**POLECENIA:**
(1) Wyodrębnij bez zmian fragment dyskusji o filmach o papieżu, zaczynając od „Nie wiem czy” i kończąc na „po prostu ciekawszy.”.
(2) Kontynuuj dyskusję o filmach o papieżu, zaczynając zaraz po jej ostatnim zdaniu.

**WYBRANY FRAGMENT:**
+++++
O wiele razy lepsze są te z Adamczykiem. Voigt po prostu jest słabym aktorem i słabo zagrał papieża.
Jaja se robisz? Voight jest świetnym aktorem o czym świadczy choćby genialna rola w "Nocnym kowboju". Papieża też zagrał nieźle, skłaniałbym się nawet ku twierdzeniu że był jedną z niewielu zalet tego filmu. Adamczyk był beznadziejny, zresztą wybitnym aktorem nigdy nie był, gra zbyt chaotycznie, wyraża emocje sztucznie jak w szkolnym teatrzyku, zbyt dosłownie, nie potrafi ich choć trochę stonować przez co wyszła karykatura papieża. I te grymasy... Adamczyk powinien Voight'owi buty pucować.
Nie wiem czy Voigt jest słabym aktorem ale podzielam zdanie co do Adamczyka. Ta rola wyszła mu genialnie. Ten film mnie nie wzruszył w przeciwieństwie do "Karola...". Był taki... suchy. Żeby ten z Adamczykiem miał możliwość pokazania się tej samej publiczności co oglądała "Jana Pawła II" na pewno wiekszosc stwierdziła by że "Karol..." jest bardziej poruszający i po prostu ciekawszy.
+++++
**POKAZANY MATERIAŁ:**
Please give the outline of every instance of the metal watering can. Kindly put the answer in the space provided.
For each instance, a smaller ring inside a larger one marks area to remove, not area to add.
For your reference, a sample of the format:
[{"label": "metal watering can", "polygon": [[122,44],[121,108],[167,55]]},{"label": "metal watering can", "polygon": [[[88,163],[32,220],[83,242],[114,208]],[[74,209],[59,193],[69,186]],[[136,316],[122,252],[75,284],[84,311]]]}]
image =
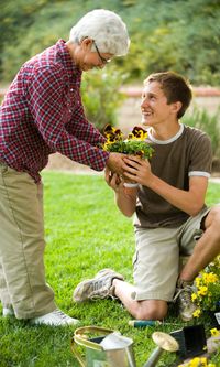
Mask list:
[{"label": "metal watering can", "polygon": [[[96,336],[91,337],[92,334]],[[163,350],[176,352],[179,348],[176,339],[169,334],[155,332],[152,338],[157,347],[144,367],[156,366]],[[86,347],[86,359],[81,357],[78,345]],[[110,328],[77,328],[72,338],[72,350],[81,367],[136,367],[133,341]]]}]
+++++
**ODPOWIEDZI DO POLECEŃ:**
(1)
Nie wiem czy Voigt jest słabym aktorem ale podzielam zdanie co do Adamczyka. Ta rola wyszła mu genialnie. Ten film mnie nie wzruszył w przeciwieństwie do "Karola...". Był taki... suchy. Żeby ten z Adamczykiem miał możliwość pokazania się tej samej publiczności co oglądała "Jana Pawła II" na pewno wiekszosc stwierdziła by że "Karol..." jest bardziej poruszający i po prostu ciekawszy.

(2)
Voight zagrał tak, jak potrafił."Zagrałem najlepiej jak potrafiłem i papież o tym wie"-tak stwierdził.Żal mi tylko, że polska wersja jest taka krótka.
Czy Voight jest słabym aktorem czy nie to można powiedzieć jak się widziało parę jego filmów. Bo po jednej roli nie należy tego stwierdzać.
Fakt faktem, że ten film to ostre kpiny (przynajmniej wersja emitowana przez tvp). Film słaby chyba w każdym punkcie.
Zgadzam się. Adamczyk, chociaż nie jest podobny do Jana Pawła II, to zagrał go bardzo dobrze. A Voight... Kiedy oglądałem sceny ze starości papieża to miałem wrażenie, że go po prostu przedrzeźnia. "Karol" jest wzruszający (szczególnie końcówki obydwóch części) i ma to coś ale pozostałe filmy są bardzo słabe.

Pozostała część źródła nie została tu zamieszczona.